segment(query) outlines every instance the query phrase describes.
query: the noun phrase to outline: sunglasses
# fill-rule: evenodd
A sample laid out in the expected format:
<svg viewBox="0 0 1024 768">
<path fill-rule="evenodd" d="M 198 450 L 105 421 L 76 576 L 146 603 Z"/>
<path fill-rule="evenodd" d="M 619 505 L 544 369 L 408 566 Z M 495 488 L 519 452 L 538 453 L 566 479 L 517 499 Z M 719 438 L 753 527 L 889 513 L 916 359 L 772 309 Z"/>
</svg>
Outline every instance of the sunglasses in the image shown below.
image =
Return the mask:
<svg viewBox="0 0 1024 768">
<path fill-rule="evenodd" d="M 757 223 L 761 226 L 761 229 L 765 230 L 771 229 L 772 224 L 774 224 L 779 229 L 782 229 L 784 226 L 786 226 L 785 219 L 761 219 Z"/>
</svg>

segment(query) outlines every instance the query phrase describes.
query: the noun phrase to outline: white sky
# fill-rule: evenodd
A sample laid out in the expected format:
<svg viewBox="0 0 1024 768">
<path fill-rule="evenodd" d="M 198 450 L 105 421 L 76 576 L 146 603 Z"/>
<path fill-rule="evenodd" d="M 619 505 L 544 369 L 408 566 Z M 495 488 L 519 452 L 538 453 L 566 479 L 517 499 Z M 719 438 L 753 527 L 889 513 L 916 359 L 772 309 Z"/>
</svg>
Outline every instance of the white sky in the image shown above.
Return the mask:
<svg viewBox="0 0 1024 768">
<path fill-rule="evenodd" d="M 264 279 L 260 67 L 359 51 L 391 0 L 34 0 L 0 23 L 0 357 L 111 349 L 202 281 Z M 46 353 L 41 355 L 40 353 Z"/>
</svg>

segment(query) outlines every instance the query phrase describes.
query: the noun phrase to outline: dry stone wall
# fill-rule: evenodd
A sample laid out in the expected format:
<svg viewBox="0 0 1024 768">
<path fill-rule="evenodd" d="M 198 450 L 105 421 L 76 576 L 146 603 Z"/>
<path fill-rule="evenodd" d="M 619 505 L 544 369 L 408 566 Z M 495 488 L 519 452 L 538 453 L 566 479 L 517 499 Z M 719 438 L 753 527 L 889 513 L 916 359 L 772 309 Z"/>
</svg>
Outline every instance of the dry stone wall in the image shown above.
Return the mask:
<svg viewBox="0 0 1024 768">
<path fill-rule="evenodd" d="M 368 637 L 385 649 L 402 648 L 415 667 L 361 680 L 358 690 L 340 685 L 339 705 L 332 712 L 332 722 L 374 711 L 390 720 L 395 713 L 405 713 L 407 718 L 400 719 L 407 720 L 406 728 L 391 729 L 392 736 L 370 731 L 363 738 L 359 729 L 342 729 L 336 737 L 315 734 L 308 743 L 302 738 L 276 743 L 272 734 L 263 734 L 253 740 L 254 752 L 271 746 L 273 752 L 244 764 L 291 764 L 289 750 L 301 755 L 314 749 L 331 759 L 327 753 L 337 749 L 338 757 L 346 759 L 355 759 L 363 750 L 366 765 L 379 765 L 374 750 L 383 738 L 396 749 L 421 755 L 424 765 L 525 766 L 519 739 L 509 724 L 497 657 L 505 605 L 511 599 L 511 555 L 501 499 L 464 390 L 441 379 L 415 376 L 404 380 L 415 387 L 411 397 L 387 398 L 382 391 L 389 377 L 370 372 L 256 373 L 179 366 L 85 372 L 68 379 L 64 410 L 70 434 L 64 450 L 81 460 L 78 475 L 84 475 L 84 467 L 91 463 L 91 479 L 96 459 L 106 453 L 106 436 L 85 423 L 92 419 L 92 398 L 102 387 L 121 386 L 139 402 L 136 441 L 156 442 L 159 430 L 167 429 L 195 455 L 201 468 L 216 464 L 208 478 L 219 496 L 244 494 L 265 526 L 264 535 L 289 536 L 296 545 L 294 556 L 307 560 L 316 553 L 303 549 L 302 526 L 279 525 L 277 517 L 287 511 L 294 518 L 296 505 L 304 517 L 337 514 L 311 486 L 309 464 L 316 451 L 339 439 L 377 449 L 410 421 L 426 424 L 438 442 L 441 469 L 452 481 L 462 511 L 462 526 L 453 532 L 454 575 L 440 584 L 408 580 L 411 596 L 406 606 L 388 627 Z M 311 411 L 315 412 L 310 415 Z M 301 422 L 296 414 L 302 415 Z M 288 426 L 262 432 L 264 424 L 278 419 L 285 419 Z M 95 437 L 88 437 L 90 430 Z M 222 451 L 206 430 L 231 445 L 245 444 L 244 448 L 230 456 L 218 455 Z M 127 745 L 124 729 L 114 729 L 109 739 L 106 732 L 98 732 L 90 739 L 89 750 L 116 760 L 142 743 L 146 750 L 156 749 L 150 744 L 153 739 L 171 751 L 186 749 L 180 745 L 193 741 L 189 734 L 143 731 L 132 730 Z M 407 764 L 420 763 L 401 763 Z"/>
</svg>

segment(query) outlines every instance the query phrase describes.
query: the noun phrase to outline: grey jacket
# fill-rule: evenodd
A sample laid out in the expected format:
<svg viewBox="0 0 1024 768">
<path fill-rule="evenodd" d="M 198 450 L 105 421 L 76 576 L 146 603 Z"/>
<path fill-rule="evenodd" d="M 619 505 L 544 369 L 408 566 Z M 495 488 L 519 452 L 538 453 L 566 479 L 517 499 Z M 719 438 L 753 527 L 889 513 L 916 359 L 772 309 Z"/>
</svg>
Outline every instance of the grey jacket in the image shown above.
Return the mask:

..............................

Work instruction
Set the data above down again in full, exactly as it reads.

Solution for this problem
segment(query) outlines every instance the query phrase describes.
query: the noun phrase to outline: sunglasses
# fill-rule: evenodd
A sample laid out in the expected format:
<svg viewBox="0 0 1024 768">
<path fill-rule="evenodd" d="M 198 450 L 105 421 L 76 576 L 146 603 Z"/>
<path fill-rule="evenodd" d="M 619 505 L 544 369 L 408 566 Z M 495 488 L 519 452 L 538 453 L 566 479 L 517 499 Z M 719 438 L 753 527 L 889 513 L 916 359 L 772 309 Z"/>
</svg>
Outline every instance of the sunglasses in the image shown below.
image =
Return the mask:
<svg viewBox="0 0 1024 768">
<path fill-rule="evenodd" d="M 757 223 L 761 226 L 761 229 L 765 230 L 771 229 L 772 224 L 774 224 L 779 229 L 782 229 L 784 226 L 786 226 L 785 219 L 761 219 Z"/>
</svg>

segment(query) outlines every instance the query phrase describes.
query: the noun phrase to outline: white sky
# fill-rule: evenodd
A sample laid out in the expected format:
<svg viewBox="0 0 1024 768">
<path fill-rule="evenodd" d="M 198 450 L 105 421 L 76 576 L 146 603 Z"/>
<path fill-rule="evenodd" d="M 619 505 L 544 369 L 408 566 Z M 495 488 L 519 452 L 538 453 L 566 479 L 517 499 Z M 719 438 L 753 527 L 889 513 L 916 359 L 772 309 Z"/>
</svg>
Outline every instance of the white sky in the image shown above.
Return the mask:
<svg viewBox="0 0 1024 768">
<path fill-rule="evenodd" d="M 264 279 L 260 67 L 359 51 L 391 0 L 34 0 L 0 23 L 0 357 L 111 349 L 202 281 Z M 46 353 L 41 355 L 40 353 Z"/>
</svg>

segment(query) outlines every instance the query phrase describes.
query: the noun phrase to outline: dry stone wall
# fill-rule: evenodd
A sample laid out in the expected format:
<svg viewBox="0 0 1024 768">
<path fill-rule="evenodd" d="M 198 450 L 105 421 L 76 576 L 146 603 Z"/>
<path fill-rule="evenodd" d="M 619 505 L 544 369 L 408 566 Z M 495 488 L 519 452 L 538 453 L 566 479 L 517 499 Z M 719 438 L 753 527 L 889 513 L 916 359 L 772 309 Z"/>
</svg>
Outline every instance of the dry stone wall in the image shown above.
Return the mask:
<svg viewBox="0 0 1024 768">
<path fill-rule="evenodd" d="M 368 637 L 385 649 L 402 648 L 415 667 L 361 680 L 358 690 L 340 685 L 339 705 L 332 712 L 332 722 L 374 711 L 390 720 L 395 713 L 405 713 L 407 718 L 400 719 L 407 720 L 406 728 L 391 729 L 392 736 L 370 731 L 363 738 L 359 729 L 342 729 L 336 737 L 315 734 L 308 743 L 302 738 L 276 743 L 272 734 L 263 734 L 253 740 L 254 752 L 271 746 L 273 752 L 244 764 L 291 764 L 289 750 L 301 755 L 314 749 L 331 759 L 327 753 L 337 749 L 338 757 L 346 759 L 355 759 L 363 750 L 366 765 L 379 765 L 374 750 L 383 738 L 396 749 L 421 755 L 424 765 L 525 766 L 519 739 L 509 724 L 497 657 L 505 605 L 511 599 L 511 555 L 501 499 L 464 390 L 441 379 L 415 376 L 404 380 L 415 387 L 411 397 L 387 398 L 382 391 L 389 377 L 370 372 L 256 373 L 179 366 L 85 372 L 68 379 L 64 410 L 70 434 L 64 450 L 81 460 L 78 475 L 84 475 L 84 467 L 91 463 L 91 479 L 96 459 L 106 453 L 106 436 L 85 423 L 92 419 L 92 398 L 102 387 L 121 386 L 139 402 L 136 441 L 156 442 L 159 430 L 167 429 L 195 455 L 201 468 L 216 464 L 208 478 L 219 496 L 244 494 L 265 526 L 264 535 L 289 536 L 296 545 L 294 556 L 307 560 L 316 553 L 303 549 L 302 526 L 279 525 L 277 517 L 287 511 L 294 518 L 296 505 L 304 517 L 337 514 L 311 486 L 309 464 L 316 451 L 339 439 L 377 449 L 410 421 L 426 424 L 438 442 L 441 469 L 452 481 L 462 511 L 462 526 L 453 532 L 454 575 L 440 584 L 408 580 L 411 596 L 406 606 L 388 627 Z M 311 411 L 315 412 L 310 415 Z M 301 422 L 296 414 L 302 415 Z M 288 426 L 262 432 L 264 424 L 278 419 L 285 419 Z M 95 437 L 88 437 L 90 430 Z M 222 451 L 206 430 L 231 445 L 245 444 L 244 448 L 230 456 L 218 455 Z M 127 745 L 124 729 L 114 729 L 109 739 L 106 732 L 98 732 L 90 739 L 89 750 L 116 760 L 142 743 L 146 750 L 156 749 L 150 744 L 153 739 L 171 751 L 186 749 L 180 745 L 193 741 L 189 734 L 143 731 L 132 730 Z M 407 764 L 420 763 L 401 763 Z"/>
</svg>

segment(query) outlines every instance the query phrase describes.
query: the noun phrase to outline: grey jacket
# fill-rule: evenodd
A sample laid out in the expected format:
<svg viewBox="0 0 1024 768">
<path fill-rule="evenodd" d="M 198 450 L 105 421 L 76 576 L 146 603 Z"/>
<path fill-rule="evenodd" d="M 619 505 L 544 369 L 408 566 Z M 495 488 L 519 452 L 538 453 L 566 479 L 517 499 Z M 719 438 L 753 527 L 889 513 L 916 359 L 772 309 Z"/>
</svg>
Outline every instance of the grey jacket in the image shown above.
Return the mask:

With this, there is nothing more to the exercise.